Brief
Every record shown here must be duplicated without change.

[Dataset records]
+---+

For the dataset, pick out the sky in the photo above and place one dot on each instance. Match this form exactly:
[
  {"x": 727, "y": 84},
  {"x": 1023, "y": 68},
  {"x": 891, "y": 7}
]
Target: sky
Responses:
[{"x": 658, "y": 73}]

+---+

Written reply
For the dataset, pick out the sky in the photo above and place one dot on each instance. Match this form exactly:
[
  {"x": 727, "y": 84},
  {"x": 1023, "y": 68},
  {"x": 891, "y": 7}
]
Target: sky
Responses:
[{"x": 658, "y": 73}]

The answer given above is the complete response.